Excerpt:
## BEGIN

DB Query Performance Testing, Fixes, and Maintainability

tarianjed · February 27, 2022, 2:46am

I have realized now my support post (Identified another slow query during backup) has expanded past the Support tag it is under so I am going to make this post to have a working thread for some of the stuff I brought up.

I wanted to bring up a couple things I noticed while fixing my query performance issues and open a thread for general DB issues to be discussed.

Indexes -
I identified some indexes that basically solved most of the query performance issues I was experiencing on a large many file backup with blocksize set to default.

CREATE INDEX "nnc_Metadataset" ON Metadataset ("ID","BlocksetID")
CREATE INDEX "nn_FilesetentryFile" on FilesetEntry ("FilesetID","FileID")

-- Line 602 & 603 LocalBackupDatabase.cs 
-- CREATE INDEX "tmpName1" ON "{0}" ("Path"),tmpName1
-- CREATE INDEX "tmpName2" ON "{0}" ("Path"),tmpName2

CREATE INDEX "nn_FileLookup_BlockMeta" ON FileLookup ("BlocksetID", "MetadataID")

CREATE INDEX "nnc_BlocksetEntry" ON "BlocksetEntry" ("Index", "BlocksetID", "BlockID")

I will create a PR once I figure out how to implement them into the code.

Implicit Joins-
One of the main things I noticed while delving into these queries was the implicit joins.
They make it hard to read and understand the queries and can expose the code base to accidental cross joins. Basically it means lower long term maintainability.

If I made a PR with all of the implicit joins made explicit would that be something likely to be merged?
For all the queries I touched to fix my performance issues I had to already do the conversion to properly read them so it isn’t a lot of work.

## END

Data shown:

## BEGIN

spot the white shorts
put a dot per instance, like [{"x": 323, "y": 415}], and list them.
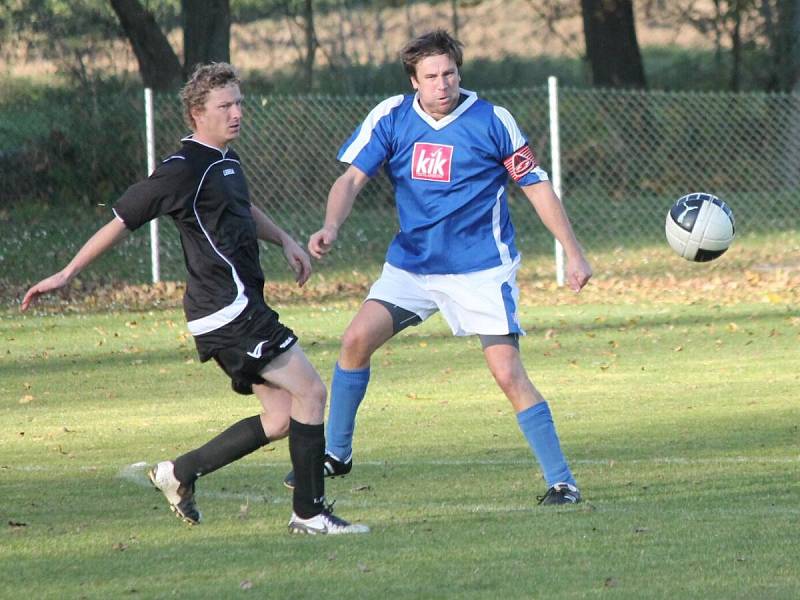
[{"x": 482, "y": 303}]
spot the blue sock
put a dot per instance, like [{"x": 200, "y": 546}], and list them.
[
  {"x": 347, "y": 391},
  {"x": 537, "y": 426}
]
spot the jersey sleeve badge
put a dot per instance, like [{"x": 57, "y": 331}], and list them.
[{"x": 521, "y": 162}]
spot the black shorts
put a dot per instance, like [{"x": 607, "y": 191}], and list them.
[{"x": 244, "y": 361}]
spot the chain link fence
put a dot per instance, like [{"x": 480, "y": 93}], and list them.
[{"x": 626, "y": 156}]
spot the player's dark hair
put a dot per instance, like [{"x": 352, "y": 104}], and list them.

## END

To-do list:
(1) Translate this sentence from the database performance post into Spanish: "One of the main things I noticed while delving into these queries was the implicit joins."
(2) Reproduce the passage of the database performance post starting with "-- Line 602" and going on through "long term maintainability.".
(3) In the database performance post, list every index name created by a CREATE INDEX statement that is not commented out.

Responses to the tasks:
(1) Una de las principales cosas que noté al profundizar en estas consultas fueron las uniones implícitas.

(2)
-- Line 602 & 603 LocalBackupDatabase.cs 
-- CREATE INDEX "tmpName1" ON "{0}" ("Path"),tmpName1
-- CREATE INDEX "tmpName2" ON "{0}" ("Path"),tmpName2

CREATE INDEX "nn_FileLookup_BlockMeta" ON FileLookup ("BlocksetID", "MetadataID")

CREATE INDEX "nnc_BlocksetEntry" ON "BlocksetEntry" ("Index", "BlocksetID", "BlockID")

I will create a PR once I figure out how to implement them into the code.

Implicit Joins-
One of the main things I noticed while delving into these queries was the implicit joins.
They make it hard to read and understand the queries and can expose the code base to accidental cross joins. Basically it means lower long term maintainability.

(3)
nnc_Metadataset
nn_FilesetentryFile
nn_FileLookup_BlockMeta
nnc_BlocksetEntry